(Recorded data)
>> start
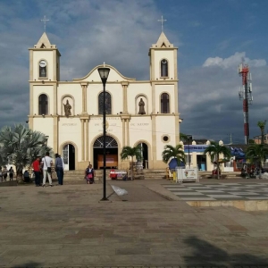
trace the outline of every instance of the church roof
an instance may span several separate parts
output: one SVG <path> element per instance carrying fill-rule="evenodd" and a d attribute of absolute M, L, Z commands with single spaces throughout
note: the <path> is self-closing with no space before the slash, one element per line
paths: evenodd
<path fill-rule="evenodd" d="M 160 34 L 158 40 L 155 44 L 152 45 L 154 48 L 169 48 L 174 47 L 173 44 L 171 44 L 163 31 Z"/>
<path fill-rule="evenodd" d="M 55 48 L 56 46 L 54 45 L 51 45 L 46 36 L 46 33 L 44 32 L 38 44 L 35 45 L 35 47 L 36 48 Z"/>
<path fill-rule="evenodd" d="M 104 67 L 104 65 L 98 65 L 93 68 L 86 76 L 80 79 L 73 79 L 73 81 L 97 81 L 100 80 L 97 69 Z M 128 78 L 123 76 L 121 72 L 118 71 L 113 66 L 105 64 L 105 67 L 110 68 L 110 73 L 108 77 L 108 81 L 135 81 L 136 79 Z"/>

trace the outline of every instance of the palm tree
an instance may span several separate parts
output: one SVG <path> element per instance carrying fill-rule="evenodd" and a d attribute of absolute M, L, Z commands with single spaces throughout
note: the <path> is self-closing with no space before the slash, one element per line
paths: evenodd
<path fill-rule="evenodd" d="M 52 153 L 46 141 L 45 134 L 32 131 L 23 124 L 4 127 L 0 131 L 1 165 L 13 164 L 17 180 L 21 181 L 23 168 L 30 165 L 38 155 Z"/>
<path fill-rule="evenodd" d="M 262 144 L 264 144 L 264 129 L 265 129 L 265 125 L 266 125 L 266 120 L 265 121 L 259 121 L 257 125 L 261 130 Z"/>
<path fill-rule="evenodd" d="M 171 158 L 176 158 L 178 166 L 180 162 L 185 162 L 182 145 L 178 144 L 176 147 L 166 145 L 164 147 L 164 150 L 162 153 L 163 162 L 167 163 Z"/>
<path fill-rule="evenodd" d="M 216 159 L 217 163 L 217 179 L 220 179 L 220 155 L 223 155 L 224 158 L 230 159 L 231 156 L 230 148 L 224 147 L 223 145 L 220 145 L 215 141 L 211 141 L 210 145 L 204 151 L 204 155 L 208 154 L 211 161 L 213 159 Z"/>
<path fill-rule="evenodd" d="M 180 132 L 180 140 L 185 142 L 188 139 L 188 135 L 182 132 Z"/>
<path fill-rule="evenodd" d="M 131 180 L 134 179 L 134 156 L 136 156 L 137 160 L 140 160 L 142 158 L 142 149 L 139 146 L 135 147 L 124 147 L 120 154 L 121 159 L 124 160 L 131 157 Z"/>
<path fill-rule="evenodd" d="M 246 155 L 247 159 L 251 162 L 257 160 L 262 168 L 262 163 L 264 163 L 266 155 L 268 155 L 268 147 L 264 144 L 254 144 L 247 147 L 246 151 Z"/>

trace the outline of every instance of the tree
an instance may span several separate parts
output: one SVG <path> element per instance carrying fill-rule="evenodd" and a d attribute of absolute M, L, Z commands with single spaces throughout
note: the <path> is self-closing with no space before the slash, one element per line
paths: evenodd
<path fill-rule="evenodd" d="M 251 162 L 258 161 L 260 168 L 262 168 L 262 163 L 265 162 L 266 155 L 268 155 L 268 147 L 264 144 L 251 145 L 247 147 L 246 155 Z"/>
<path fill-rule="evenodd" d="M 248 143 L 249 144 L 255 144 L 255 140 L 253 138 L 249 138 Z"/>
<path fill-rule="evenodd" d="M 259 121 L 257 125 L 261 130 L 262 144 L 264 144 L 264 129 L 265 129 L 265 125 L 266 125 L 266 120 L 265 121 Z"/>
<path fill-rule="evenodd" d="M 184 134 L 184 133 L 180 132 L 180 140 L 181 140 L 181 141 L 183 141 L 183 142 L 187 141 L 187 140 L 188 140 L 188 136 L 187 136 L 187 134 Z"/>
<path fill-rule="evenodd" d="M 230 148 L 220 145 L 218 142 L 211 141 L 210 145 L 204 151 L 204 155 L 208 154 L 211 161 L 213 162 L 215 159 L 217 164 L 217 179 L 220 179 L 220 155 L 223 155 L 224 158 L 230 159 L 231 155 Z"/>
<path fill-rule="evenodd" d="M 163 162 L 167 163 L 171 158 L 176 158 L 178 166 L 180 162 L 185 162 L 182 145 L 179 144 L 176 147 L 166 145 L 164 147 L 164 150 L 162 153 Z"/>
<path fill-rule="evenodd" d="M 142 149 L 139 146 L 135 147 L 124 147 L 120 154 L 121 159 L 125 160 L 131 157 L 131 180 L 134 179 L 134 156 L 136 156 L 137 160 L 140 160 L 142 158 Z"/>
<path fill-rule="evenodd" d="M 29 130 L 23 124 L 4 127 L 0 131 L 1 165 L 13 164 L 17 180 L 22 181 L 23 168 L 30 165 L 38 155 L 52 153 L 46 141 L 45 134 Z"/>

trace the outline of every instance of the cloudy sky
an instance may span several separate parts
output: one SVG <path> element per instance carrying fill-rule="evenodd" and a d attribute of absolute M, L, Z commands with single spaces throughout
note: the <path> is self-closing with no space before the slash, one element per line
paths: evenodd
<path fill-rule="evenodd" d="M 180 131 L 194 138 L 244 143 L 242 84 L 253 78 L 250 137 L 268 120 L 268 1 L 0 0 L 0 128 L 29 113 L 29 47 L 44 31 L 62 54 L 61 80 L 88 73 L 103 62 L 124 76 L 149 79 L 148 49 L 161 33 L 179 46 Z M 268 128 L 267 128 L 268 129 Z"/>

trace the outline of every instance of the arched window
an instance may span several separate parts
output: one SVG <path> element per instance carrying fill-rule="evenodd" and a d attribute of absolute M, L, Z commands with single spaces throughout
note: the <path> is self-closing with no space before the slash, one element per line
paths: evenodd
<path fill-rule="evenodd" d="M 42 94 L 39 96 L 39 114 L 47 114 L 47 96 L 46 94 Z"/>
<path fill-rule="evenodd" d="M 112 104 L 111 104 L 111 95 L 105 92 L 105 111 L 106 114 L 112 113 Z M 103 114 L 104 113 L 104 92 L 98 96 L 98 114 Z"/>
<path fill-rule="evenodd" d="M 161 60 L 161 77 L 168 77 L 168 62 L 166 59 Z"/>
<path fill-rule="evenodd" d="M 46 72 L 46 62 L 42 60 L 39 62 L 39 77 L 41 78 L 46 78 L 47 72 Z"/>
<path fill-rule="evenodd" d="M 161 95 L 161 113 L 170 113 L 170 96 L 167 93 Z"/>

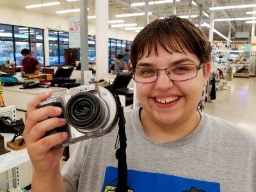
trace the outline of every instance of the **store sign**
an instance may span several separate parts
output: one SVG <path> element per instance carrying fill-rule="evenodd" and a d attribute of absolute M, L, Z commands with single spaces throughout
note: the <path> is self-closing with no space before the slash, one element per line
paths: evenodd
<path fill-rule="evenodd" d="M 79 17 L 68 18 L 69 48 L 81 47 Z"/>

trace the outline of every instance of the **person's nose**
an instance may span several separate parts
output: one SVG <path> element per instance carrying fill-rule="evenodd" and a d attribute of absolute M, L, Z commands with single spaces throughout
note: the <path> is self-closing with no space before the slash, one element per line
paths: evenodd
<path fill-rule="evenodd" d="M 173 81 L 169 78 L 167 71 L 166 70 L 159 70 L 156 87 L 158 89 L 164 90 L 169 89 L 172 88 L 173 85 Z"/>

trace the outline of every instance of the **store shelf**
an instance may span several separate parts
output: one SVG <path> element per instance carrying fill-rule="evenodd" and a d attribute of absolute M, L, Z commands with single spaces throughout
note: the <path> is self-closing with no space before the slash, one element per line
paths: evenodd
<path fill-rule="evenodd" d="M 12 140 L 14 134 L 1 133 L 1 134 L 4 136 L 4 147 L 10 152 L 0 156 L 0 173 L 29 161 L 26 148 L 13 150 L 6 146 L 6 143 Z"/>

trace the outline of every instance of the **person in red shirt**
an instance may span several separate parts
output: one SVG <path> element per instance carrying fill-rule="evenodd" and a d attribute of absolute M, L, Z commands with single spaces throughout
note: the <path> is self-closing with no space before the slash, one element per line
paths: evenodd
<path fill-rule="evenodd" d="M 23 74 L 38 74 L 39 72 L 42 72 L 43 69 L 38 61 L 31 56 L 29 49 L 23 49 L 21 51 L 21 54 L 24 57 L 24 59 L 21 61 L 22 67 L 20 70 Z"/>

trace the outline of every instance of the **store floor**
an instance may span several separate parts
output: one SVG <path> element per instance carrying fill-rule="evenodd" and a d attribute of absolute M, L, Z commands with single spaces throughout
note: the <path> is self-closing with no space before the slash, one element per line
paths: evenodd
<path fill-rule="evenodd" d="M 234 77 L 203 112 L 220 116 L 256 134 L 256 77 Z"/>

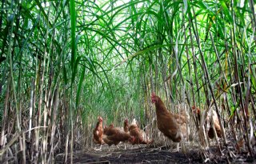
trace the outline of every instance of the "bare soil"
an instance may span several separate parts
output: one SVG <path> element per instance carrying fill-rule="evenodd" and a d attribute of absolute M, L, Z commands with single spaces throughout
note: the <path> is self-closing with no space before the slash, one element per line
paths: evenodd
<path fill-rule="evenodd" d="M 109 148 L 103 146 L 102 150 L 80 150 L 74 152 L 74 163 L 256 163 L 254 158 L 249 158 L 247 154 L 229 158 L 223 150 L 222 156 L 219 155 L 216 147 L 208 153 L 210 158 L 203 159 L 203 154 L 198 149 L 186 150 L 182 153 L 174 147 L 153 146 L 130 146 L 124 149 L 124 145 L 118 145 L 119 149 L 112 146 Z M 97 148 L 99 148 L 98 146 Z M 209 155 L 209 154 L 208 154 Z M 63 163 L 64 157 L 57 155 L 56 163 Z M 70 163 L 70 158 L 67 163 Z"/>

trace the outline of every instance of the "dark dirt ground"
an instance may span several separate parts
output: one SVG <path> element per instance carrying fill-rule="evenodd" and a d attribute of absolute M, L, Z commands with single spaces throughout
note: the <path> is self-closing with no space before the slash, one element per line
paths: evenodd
>> end
* Exercise directions:
Return, unchanged, the lines starting at the one that contains "trace the outline of every instance of the **store shelf**" and ending at the one that contains "12 140 L 14", both included.

* Task result:
trace the outline of every instance of the **store shelf**
an instance may span several separate parts
output: one SVG <path> element per instance carrying fill-rule="evenodd" and a d attribute of absolute M, L, Z commands with single spaces throughout
note: the <path> is self-closing with no space before the slash, one element per line
paths: evenodd
<path fill-rule="evenodd" d="M 12 140 L 14 134 L 1 133 L 1 134 L 4 136 L 4 147 L 10 152 L 0 156 L 0 173 L 29 161 L 26 148 L 13 150 L 6 146 L 6 143 Z"/>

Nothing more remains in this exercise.